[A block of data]
————————
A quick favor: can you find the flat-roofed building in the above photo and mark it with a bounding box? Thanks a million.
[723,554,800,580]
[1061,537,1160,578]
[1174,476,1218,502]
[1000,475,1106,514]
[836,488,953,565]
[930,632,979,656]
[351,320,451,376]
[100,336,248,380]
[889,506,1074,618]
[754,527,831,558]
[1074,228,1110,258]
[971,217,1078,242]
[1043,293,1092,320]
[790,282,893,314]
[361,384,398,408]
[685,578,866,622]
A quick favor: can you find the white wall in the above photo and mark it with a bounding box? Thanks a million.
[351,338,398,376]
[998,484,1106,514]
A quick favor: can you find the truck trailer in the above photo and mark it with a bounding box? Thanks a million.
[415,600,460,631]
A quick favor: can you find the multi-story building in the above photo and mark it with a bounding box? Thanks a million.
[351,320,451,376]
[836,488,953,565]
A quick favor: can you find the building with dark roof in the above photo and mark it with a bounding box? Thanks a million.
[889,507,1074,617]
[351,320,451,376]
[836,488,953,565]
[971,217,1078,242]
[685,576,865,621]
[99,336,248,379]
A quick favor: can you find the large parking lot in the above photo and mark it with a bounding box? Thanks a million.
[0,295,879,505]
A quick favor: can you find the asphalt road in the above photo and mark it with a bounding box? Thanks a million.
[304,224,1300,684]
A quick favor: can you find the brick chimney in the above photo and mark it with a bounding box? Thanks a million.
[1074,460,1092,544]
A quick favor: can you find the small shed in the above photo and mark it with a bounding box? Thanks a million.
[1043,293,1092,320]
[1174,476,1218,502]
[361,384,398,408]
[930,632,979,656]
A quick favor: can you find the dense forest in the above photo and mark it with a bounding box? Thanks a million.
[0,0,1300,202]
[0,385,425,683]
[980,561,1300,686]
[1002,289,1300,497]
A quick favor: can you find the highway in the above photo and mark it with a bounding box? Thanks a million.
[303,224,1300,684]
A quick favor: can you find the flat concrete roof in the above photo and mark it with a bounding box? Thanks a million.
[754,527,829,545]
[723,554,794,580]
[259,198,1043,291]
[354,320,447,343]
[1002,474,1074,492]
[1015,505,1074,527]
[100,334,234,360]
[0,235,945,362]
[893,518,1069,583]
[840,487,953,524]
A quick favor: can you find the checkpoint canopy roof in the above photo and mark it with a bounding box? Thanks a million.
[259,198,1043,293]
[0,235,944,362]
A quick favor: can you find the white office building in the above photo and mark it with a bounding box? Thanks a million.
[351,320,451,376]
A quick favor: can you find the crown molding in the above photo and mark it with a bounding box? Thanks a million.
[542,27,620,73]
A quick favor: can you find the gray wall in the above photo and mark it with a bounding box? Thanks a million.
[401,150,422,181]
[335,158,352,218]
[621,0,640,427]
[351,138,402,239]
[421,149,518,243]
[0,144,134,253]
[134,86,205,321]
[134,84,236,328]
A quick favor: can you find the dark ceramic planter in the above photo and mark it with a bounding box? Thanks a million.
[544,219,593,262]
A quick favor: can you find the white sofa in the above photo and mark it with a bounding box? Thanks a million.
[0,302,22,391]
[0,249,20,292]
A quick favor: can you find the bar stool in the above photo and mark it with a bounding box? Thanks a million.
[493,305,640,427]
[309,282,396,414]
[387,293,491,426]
————————
## Stated problem
Reproduce every line of the records above, unchanged.

## Expected output
A quick favor: can you find the flat-roofed building in the above photo and mark it with a bounding box? Thanks a million.
[723,554,800,580]
[1061,537,1160,578]
[1174,476,1218,502]
[1000,475,1106,514]
[836,488,953,565]
[930,632,979,656]
[351,320,451,376]
[100,336,248,380]
[889,506,1074,618]
[754,527,831,558]
[1074,228,1110,258]
[971,217,1078,242]
[1043,293,1092,320]
[790,282,893,314]
[361,384,398,408]
[685,578,866,622]
A quick favor: can you find the white wall in the above photo and mark it with a bounding box? Thanks a million.
[351,338,398,376]
[998,484,1106,514]
A quick favor: can you find the truck trailer in the above photo and mark it with a bounding box? Thanks a million.
[415,600,460,631]
A quick favor: can you find the multi-story building in the above photo and mark it with a bounding box? Thanks a million.
[351,320,451,376]
[836,488,953,565]
A quick favor: can you find the building with dark roof in the above photo and mark it with a bounding box? Thanks a million.
[889,507,1074,617]
[351,320,451,376]
[836,488,953,565]
[971,217,1078,242]
[685,576,865,621]
[99,336,248,379]
A quick favor: can you find the large parking lot in the above photo and mark it with a bounding box? Thanks a million.
[0,295,879,505]
A quick favor: can you find the asphalt road in the above photo and mark it with a bounding box? Thanks a million.
[304,224,1300,684]
A quick favor: can you find the brick chimney in the above photo and mark it with a bounding box? Thanks a million.
[1074,460,1092,544]
A quick favor: can you find the small shed in the above photo and mark it with a bounding box? Thanks a million.
[1043,293,1092,320]
[1174,476,1218,502]
[361,384,398,408]
[930,632,979,656]
A quick favor: can you find the dense forest in the above photo and mark it with a bounding box? Thanks a million.
[0,0,1300,202]
[0,385,425,683]
[980,561,1300,686]
[1002,289,1300,497]
A quick favor: can you find the highway in the above photo and mark it with a bounding box? Thanks a million.
[303,224,1300,684]
A quick favor: can you find the flat concrete roof in the above photo and mark it with a bounding box? Thanks a million.
[754,527,829,545]
[723,554,794,580]
[259,198,1043,291]
[354,320,447,343]
[1002,474,1074,492]
[1015,505,1074,527]
[100,334,234,360]
[0,235,945,362]
[893,518,1069,583]
[840,487,953,524]
A quick favor: can you find the checkpoint canopy roof in the above photo and mark it with a bounding box? Thanks a million.
[259,198,1043,293]
[0,235,944,362]
A quick favor: can you find the white office building in the above photo and mark it with a bounding box? Thanks a million.
[351,320,451,376]
A quick favor: can you find the crown molding in the above photo and mark it with a bounding box? Thanks a million.
[542,27,620,73]
A quick favor: can you find the gray wall in the above photo and mark it with a bounding box? Thanks a million.
[401,150,422,181]
[335,158,352,218]
[621,0,640,427]
[351,138,402,239]
[421,149,518,243]
[0,144,134,253]
[134,86,205,321]
[134,84,236,328]
A quick favor: can you find the dark ceramic planter in the above photo and mark it with a bounding box? Thanks a million.
[544,219,593,262]
A quick favor: can you find the white sofa in the above photo and mark it with a bounding box? Thanks a million.
[0,302,22,391]
[0,249,20,292]
A quick favor: can you find the bar stool in the above photo and mark it with a bounding box? Thanks a million.
[493,305,640,427]
[309,282,396,414]
[387,293,491,426]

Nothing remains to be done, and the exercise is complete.